» SELECTION
============================================================
Am I wrong for presuming that the people who would most care about GitHub's public roadmap probably aren't even GitHub users?

EDIT: Thanks for the replies, everyone. Seems like I hadn't fully comprehended the range of features available to paying members - given this knowledge, choosing to do the roadmap in this form makes more sense to me.

2 comments

Am I wrong for presuming that the people who would most care about GitHub's public roadmap probably aren't even GitHub users?

Free tier users, maybe not.

But paying users care very much about what they can expect for their outlay of money in the years to come. Roadmap presentations for paid software are _de rigueur_; they help keep your paying customers on your platform.. They're just not often shared openly like this.

Github has a vested interest in attracting more and more free-tier customers though. Then they go to companies and influence tool purchasing decisions and help feed the paying customer funnel. So this seems like a risk with some postive calculus behind it. It could be that free-tier users didn't know they wanted to know the roadmap, and now that they do they'll be happy they know about it.

> Am I wrong for presuming that the people who would most care about GitHub's public roadmap probably aren't even GitHub users?

I think so. I'm a GitHub user and I like being able to view their roadmap.

Think about it this way. GitHub is a giant piece of software that developers use. Software changes, and developers are particularly sensitive to this. We're constantly fixing bugs and factoring code to support dependency shifts (or choosing to snapshot ourselves at some preestablished point of stability).

Given our sensitivity to change and how important GitHub's product is to our productivity it's crucial that we're not hit with surprises. A properly communicated roadmap helps avoid that -- thought admittedly it does take some work on our part as customers to parse it. That said this is no different than reading release notes and documentation for the software and libraries we use elsewhere in our day to day.

(From GitHub product team)

Thank you! We couldn't have said it better ourselves. Let us know if you have any other feedback on what we can provide you to plan better. And thanks for your use of GitHub!
============================================================
» DATA RECORDS
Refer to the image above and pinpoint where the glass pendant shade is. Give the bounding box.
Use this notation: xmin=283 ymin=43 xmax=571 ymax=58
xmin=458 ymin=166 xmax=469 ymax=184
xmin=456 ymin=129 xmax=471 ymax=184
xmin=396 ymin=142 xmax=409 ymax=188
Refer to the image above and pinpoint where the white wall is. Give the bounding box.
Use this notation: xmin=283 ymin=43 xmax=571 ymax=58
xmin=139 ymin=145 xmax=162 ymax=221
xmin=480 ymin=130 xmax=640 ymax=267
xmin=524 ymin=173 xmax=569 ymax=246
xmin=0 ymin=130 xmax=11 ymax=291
============================================================
» EXERCISE DIRECTIONS
In the discussion about GitHub's public roadmap, what does the edit near the top say the writer had not fully comprehended?

» THE RESULT
The range of features available to paying members.